# JOBS
**1)** List every subtopic under "Debugging, I" in the board outline of the lecture notes.
**2)** Condense the paragraph of the lecture notes that begins "For *all* files that could ever be exposed by NFS" into a shorter version that keeps its main facts.
**3)** Write out everything in the lecture notes from "(ii) server failure" down to "clients close() it)".

# SELECTED EXTRACT
——
Class 21
CS 202
16 April 2020

On the board
------------

1. Last time
2. NFS, continued
    - finish statelessness
    - transparency
3. Debugging, I
    A. intro
    B. attaching to, and controlling, a process
    C. reading and writing a program's memory and registers
    D. resolving addresses to program names/state
    E. single-stepping
    F. breakpoints
    G. watchpoints

---------------------------------------------------------------------------

1. Last time
    - finished crash recovery
    - introduced NFS
    - discussed what it means to be stateless

    Today: finish NFS
    Then: debuggers. Thanks, Panda, for this material.
    
2. NFS, continued

    C. Statelessness, continued

        --Why doesn't NFS have RPCs called OPEN() and CLOSE()?

    D. Transparency and non-traditional Unix semantics

	--Note: transparency is not just about preserving the syscall
	API (which they do). Transparency requires that the system calls
	*mean* the same things. Otherwise, existing programs may compile
	and run but experience different behavior. In other words,
	formerly correct programs may now be incorrect. (This happened
	with NFS because of its close-to-open consistency.)

	--what is generation number for?

		(*) What if client A deletes a file and it (or another
		client) creates a new one that uses the same i-node?

		--generation number prevents
		    --Stale FH error
		
		--served file systems must support

		--So not fully transparent

		More detail:
    
		For *all* files that could ever be exposed by NFS, the
		server stores, in the i-node on disk, a generation
		number. Every time the server allocates a given i-node,
		it increments the i-node's generation number. When the
		server passes a FH to the client (say, in response to a
		LOOKUP RPC from the client), the server puts the given
		i-node's _current_ generation number in the FH. 

		How: The way the generation number avoids problems that
		arise from the special case in (*) is as follows: for
		each request the client makes of the server, the server
		checks to see whether the generation number in the
		client's FH matches the on-disk generation number for
		the i-node in question. If so, the client has a current
		FH, and the special case has not arisen. If not, the
		client's generation number must be older, so we are in
		the special case, and the client gets a "stale FH" error
		when it tries to READ() or WRITE().

		Why: Without the generation number, the special case in
		(*) would cause a client to read and write data it had
		no business reading or writing (since the given i-node
		now belongs to some other file).

	
	--non-traditional Unix semantics

	(i) we mentioned one example above: error returns on successful
	operations. now we'll go through some other examples of changed
	semantics

	(ii) server failure	

	    --previously, open("some_file", RD_ONLY) failed only if file didn't exist

	    --now, if server has failed, open() can fail or apps hang
	    [fundamental trade-off if server is remote]

	(iii) deletion or permissions change of open files

            (a) What if client A deletes a file that client B has "open"?
		--Unix: my reads still work (file exists until all
		   clients close() it)
		--NFS: my reads fail

	        --Why?

		    --To get Unix-like behavior using NFS, server would
		    have to keep track of all kinds of stuff. That state
		    would have to persist across reboots.
——
Point labeling examples
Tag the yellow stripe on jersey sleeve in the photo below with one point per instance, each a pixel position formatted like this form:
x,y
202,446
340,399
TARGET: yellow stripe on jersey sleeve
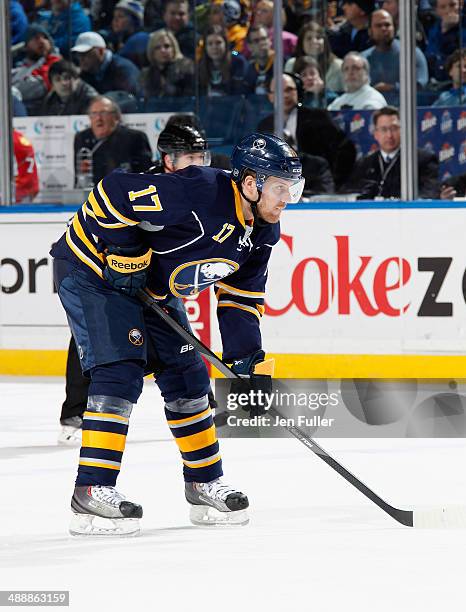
x,y
112,209
98,212
77,251
82,236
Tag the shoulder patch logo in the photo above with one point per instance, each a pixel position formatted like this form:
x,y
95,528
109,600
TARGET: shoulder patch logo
x,y
135,337
259,143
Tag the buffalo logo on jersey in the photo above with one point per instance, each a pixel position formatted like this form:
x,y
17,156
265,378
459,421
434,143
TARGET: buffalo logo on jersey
x,y
135,337
259,144
192,277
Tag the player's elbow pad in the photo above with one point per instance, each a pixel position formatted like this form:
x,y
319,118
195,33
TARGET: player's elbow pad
x,y
126,268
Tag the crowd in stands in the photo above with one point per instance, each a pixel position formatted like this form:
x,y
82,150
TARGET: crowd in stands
x,y
70,54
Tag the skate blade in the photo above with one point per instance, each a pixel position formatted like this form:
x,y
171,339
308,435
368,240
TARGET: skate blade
x,y
69,437
97,526
206,516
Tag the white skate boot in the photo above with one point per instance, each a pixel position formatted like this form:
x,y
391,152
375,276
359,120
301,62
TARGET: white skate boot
x,y
216,503
71,431
102,511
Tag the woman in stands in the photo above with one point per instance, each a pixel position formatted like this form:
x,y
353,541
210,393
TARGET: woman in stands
x,y
169,74
313,41
221,71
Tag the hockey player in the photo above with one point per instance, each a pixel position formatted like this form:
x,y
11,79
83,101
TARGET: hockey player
x,y
179,145
174,235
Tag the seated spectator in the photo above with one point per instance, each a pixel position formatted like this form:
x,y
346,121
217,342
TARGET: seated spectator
x,y
69,94
313,42
30,76
19,22
102,69
359,94
384,56
392,7
315,95
108,145
26,176
19,110
353,34
378,174
65,21
176,19
263,15
312,131
455,66
125,36
221,72
169,73
444,36
260,70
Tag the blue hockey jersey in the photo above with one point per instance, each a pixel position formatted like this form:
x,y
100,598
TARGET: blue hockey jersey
x,y
194,224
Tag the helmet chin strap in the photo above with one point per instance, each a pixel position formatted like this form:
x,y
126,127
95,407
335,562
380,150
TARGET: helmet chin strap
x,y
255,212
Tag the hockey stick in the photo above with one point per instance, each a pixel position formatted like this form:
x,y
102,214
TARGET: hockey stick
x,y
437,517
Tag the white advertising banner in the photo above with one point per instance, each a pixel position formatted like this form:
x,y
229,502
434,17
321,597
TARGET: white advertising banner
x,y
340,282
53,138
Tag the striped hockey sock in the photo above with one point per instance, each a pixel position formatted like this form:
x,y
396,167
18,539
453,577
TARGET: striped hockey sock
x,y
196,438
104,439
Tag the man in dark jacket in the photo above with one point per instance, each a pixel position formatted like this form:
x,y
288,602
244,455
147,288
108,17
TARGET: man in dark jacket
x,y
107,145
101,68
378,175
69,94
353,34
312,131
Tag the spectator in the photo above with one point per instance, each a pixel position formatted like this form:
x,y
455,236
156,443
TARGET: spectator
x,y
260,70
69,94
384,57
107,145
315,95
455,67
30,77
378,174
263,16
312,131
125,36
221,72
102,69
19,22
359,94
444,36
176,19
169,74
26,177
313,41
65,21
353,34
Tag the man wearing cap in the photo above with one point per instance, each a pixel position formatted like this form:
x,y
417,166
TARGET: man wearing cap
x,y
126,36
102,69
65,21
30,76
353,35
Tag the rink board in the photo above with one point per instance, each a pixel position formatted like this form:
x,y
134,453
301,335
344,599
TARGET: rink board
x,y
355,291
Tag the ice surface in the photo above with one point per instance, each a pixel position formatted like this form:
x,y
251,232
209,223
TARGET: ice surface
x,y
313,542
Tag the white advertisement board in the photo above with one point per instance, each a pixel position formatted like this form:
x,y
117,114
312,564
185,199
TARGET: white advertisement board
x,y
346,282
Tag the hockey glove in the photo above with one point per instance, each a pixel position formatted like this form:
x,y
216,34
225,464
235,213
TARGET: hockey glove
x,y
256,374
126,269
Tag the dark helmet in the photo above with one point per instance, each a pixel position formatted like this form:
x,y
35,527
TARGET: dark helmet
x,y
181,139
266,155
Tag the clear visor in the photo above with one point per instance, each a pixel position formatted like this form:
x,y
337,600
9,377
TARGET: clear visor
x,y
197,158
283,190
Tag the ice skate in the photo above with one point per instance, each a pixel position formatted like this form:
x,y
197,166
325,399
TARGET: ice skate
x,y
71,432
216,503
102,511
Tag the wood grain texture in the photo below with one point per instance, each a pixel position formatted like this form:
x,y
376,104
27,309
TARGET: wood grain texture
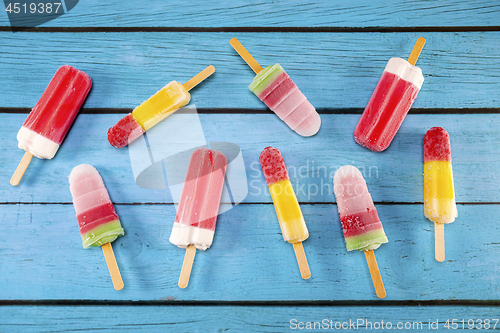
x,y
392,176
334,70
42,257
229,319
268,13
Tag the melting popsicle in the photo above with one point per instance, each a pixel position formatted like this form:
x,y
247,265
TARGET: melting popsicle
x,y
194,225
292,224
390,102
158,107
439,194
49,121
275,88
361,225
99,225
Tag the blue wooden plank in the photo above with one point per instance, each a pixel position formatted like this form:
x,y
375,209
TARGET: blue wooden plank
x,y
392,176
152,319
292,13
334,70
42,257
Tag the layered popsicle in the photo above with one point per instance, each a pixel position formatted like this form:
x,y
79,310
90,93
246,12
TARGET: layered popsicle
——
# SOLUTIONS BY TASK
**1)**
- intro
- attaching to, and controlling, a process
- reading and writing a program's memory and registers
- resolving addresses to program names/state
- single-stepping
- breakpoints
- watchpoints

**2)** For every file NFS could expose, the server keeps a generation number in the file's on-disk i-node. The server increments this number each time it allocates that i-node. Whenever it passes a FH to a client, for example in reply to a LOOKUP RPC, it includes the i-node's current generation number.

**3)**
(ii) server failure	

	    --previously, open("some_file", RD_ONLY) failed only if file didn't exist

	    --now, if server has failed, open() can fail or apps hang
	    [fundamental trade-off if server is remote]

	(iii) deletion or permissions change of open files

            (a) What if client A deletes a file that client B has "open"?
		--Unix: my reads still work (file exists until all
		   clients close() it)